Please copy the last part of the entries exactly: the line that has "Target: red arch" and every line up to and including the end, nothing more.

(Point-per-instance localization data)
* * * * *
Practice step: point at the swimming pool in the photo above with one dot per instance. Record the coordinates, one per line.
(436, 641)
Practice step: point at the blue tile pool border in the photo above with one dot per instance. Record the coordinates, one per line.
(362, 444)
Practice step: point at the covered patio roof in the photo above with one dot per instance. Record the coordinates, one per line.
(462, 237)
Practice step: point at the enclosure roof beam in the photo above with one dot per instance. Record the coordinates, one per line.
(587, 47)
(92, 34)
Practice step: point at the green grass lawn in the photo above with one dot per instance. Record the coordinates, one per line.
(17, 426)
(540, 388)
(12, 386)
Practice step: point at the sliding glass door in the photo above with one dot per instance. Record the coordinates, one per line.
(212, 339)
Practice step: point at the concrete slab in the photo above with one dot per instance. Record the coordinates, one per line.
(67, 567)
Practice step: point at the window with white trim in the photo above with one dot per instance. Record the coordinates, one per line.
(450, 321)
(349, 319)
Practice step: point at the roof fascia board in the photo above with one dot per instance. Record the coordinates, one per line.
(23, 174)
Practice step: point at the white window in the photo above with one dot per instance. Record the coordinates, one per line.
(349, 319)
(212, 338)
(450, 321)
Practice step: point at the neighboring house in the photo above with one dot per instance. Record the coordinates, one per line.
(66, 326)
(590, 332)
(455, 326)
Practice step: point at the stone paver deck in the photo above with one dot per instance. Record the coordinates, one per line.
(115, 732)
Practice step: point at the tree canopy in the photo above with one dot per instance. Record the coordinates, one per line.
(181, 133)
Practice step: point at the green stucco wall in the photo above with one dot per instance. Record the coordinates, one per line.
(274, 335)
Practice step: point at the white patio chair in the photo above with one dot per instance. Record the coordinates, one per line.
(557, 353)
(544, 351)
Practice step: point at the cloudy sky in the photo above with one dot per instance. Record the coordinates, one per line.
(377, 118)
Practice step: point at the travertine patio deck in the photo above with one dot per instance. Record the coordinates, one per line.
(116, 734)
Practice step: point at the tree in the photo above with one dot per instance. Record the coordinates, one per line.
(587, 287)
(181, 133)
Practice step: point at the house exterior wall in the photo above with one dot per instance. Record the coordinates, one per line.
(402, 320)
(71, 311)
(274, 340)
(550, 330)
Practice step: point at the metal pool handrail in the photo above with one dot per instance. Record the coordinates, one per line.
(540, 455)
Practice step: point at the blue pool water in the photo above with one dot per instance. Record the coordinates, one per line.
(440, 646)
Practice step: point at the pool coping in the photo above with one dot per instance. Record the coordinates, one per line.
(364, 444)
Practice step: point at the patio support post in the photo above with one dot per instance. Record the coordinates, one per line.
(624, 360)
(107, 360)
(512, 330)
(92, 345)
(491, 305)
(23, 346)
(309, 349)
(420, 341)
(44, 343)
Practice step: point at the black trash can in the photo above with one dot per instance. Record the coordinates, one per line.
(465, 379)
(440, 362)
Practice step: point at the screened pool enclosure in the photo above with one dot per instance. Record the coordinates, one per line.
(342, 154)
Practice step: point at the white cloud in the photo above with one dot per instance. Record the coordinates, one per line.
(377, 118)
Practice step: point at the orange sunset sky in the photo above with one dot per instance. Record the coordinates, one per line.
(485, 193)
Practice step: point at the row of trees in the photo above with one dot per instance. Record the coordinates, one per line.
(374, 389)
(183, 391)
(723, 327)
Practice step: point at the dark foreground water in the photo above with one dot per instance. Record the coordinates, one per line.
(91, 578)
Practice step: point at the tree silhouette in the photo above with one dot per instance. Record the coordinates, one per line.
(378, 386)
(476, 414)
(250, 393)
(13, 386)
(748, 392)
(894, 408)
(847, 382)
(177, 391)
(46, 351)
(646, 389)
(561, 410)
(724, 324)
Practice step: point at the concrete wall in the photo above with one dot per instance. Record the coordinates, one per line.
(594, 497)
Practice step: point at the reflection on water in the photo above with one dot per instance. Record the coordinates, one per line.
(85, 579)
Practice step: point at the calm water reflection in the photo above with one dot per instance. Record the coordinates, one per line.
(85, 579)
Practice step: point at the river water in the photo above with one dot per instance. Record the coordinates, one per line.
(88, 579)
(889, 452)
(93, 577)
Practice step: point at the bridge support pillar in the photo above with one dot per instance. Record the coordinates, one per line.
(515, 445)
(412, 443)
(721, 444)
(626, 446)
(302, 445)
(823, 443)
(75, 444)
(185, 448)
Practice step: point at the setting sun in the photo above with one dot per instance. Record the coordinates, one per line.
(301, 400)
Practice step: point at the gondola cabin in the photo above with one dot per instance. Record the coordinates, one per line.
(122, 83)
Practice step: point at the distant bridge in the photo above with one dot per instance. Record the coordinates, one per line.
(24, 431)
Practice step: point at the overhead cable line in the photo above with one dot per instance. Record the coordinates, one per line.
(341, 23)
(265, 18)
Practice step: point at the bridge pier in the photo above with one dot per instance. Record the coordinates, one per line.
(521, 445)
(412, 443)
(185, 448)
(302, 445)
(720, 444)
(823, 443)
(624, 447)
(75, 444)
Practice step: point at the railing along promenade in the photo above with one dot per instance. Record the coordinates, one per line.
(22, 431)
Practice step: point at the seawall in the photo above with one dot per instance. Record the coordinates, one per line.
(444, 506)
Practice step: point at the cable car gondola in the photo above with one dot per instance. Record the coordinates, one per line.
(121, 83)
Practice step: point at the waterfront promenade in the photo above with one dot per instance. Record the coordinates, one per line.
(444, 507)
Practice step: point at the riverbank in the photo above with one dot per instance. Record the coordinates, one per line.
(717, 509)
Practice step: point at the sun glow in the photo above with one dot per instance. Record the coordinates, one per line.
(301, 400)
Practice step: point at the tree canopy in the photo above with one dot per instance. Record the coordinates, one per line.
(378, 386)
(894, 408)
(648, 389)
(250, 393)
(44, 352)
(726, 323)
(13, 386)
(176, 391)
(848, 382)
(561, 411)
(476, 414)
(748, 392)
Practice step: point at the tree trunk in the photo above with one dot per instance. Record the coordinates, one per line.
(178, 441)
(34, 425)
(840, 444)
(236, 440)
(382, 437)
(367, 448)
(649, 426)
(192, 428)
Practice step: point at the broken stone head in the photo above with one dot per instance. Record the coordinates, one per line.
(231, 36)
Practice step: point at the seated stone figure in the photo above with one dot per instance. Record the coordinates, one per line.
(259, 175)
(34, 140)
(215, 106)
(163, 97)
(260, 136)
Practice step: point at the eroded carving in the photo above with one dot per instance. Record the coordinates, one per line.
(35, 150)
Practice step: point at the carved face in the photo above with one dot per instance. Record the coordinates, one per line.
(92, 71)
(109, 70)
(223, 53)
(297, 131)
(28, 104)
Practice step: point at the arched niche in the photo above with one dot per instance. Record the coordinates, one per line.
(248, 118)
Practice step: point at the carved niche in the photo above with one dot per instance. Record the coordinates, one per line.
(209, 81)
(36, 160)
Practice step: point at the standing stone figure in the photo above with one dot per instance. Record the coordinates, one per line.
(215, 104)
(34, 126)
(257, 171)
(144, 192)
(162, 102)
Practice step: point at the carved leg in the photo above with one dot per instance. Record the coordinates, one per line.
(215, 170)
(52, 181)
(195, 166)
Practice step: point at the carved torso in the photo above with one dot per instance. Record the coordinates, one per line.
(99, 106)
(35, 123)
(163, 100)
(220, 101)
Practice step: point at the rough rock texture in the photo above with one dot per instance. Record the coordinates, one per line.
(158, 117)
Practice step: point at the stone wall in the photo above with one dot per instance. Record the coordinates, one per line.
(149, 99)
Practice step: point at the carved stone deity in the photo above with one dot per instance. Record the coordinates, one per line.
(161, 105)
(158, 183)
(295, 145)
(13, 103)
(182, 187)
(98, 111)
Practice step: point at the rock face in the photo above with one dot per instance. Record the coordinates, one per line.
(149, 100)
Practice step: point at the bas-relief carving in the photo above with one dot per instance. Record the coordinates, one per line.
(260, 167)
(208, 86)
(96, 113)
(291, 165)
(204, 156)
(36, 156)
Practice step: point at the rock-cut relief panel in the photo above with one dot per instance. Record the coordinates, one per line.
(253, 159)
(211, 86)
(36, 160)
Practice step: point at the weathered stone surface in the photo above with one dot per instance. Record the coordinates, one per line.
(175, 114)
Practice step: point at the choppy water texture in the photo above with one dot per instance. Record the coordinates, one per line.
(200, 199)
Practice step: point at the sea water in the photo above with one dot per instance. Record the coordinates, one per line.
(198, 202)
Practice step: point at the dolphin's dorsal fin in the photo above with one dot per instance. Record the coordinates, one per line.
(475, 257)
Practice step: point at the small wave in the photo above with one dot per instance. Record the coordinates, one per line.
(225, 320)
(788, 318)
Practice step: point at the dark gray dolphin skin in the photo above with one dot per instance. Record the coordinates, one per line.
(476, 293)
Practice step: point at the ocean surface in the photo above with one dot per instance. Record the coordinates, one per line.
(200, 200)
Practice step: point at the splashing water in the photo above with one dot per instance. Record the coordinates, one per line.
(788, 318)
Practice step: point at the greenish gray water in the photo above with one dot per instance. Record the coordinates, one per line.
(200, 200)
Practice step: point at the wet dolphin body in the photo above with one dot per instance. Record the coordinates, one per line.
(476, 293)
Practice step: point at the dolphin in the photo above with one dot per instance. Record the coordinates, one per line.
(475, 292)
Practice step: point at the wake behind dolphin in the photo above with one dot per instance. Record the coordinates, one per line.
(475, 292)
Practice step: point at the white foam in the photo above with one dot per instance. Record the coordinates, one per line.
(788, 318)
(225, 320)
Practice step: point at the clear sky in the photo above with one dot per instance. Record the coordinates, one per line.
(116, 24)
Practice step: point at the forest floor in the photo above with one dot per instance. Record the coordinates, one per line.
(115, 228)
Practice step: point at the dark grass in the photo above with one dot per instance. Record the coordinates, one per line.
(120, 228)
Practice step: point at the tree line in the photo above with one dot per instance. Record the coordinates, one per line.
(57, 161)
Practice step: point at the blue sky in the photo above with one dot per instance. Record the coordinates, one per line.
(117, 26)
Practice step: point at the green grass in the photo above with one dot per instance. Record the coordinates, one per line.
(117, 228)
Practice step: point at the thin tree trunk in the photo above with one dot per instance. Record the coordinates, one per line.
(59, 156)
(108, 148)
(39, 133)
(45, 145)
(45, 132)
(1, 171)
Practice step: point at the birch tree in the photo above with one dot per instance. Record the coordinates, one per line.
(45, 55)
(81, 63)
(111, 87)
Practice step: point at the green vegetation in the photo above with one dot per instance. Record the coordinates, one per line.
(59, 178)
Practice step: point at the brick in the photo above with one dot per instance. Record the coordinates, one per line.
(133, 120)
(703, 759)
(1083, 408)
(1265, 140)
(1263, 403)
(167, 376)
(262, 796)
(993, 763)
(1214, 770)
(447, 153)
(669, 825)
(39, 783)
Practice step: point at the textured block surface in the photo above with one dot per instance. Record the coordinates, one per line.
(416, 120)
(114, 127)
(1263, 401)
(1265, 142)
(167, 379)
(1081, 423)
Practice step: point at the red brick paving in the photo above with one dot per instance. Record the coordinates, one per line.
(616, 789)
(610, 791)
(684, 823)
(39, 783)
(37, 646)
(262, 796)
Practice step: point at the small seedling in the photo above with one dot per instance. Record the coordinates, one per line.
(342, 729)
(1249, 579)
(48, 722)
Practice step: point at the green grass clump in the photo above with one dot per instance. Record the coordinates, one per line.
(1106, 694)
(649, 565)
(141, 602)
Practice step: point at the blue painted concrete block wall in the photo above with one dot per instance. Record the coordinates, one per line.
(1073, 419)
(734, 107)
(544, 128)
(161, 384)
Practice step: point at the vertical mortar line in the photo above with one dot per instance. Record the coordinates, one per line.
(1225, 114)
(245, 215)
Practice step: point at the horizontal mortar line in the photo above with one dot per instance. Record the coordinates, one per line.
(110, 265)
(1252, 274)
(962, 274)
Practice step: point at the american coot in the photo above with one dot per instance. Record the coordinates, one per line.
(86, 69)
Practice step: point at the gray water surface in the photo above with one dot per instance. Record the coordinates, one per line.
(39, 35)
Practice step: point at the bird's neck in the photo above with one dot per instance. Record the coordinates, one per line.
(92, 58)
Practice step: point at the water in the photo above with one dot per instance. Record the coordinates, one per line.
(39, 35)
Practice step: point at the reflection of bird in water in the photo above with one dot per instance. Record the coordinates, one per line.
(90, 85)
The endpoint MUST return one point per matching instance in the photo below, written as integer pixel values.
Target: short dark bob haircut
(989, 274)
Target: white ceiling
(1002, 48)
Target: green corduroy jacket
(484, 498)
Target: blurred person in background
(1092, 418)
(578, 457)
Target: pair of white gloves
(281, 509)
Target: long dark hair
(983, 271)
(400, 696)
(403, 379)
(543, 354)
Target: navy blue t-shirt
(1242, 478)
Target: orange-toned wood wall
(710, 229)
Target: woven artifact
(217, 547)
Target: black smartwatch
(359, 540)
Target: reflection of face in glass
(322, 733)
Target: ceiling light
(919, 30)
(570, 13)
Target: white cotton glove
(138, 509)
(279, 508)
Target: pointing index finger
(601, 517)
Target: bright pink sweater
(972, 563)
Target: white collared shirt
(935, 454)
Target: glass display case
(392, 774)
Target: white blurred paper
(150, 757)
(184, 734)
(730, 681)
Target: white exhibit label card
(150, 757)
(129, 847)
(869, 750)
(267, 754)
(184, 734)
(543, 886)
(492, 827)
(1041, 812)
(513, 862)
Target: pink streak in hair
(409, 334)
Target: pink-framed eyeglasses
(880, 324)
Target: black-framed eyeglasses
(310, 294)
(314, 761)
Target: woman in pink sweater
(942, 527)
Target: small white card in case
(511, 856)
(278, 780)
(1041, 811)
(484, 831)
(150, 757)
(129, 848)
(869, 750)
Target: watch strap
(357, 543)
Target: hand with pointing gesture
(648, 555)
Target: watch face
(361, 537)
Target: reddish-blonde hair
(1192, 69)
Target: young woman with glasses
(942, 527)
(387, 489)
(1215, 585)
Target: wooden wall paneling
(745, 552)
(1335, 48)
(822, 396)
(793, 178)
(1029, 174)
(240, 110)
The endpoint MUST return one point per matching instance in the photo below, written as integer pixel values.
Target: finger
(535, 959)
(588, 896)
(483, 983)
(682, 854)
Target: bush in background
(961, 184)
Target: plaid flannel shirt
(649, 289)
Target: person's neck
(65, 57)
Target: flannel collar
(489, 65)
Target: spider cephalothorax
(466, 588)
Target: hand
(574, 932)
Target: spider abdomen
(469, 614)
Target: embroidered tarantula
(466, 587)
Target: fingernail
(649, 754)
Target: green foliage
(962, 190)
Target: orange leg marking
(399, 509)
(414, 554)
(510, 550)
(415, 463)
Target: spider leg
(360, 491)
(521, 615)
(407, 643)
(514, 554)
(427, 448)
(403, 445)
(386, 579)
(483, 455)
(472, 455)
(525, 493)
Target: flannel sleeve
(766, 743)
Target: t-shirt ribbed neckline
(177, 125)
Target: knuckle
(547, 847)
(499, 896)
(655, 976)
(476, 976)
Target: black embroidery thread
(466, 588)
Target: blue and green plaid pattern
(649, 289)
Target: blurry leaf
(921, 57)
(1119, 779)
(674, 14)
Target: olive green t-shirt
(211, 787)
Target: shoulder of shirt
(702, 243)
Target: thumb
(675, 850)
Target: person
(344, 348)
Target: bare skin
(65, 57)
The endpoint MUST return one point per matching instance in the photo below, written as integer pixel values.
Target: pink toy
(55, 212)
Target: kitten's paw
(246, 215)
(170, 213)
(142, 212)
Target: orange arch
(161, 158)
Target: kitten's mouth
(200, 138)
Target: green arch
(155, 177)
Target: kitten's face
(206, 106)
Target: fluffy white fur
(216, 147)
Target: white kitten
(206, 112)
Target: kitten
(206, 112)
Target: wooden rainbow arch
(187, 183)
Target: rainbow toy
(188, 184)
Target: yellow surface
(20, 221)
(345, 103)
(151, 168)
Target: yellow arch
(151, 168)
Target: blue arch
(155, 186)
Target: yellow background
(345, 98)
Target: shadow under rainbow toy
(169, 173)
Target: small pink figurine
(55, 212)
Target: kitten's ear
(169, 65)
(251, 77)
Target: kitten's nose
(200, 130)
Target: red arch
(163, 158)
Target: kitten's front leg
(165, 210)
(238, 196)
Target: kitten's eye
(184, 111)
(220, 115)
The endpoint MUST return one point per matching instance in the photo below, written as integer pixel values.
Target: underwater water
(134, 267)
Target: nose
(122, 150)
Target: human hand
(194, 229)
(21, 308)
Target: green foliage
* * * * *
> **Solution to this task**
Target: red arch
(163, 158)
Target: kitten's front leg
(165, 210)
(238, 196)
Target: kitten's eye
(184, 111)
(220, 115)
The endpoint MUST return one point per matching instance in the photo below, written as integer pixel values.
Target: underwater water
(134, 267)
Target: nose
(122, 150)
Target: human hand
(194, 229)
(21, 308)
Target: green foliage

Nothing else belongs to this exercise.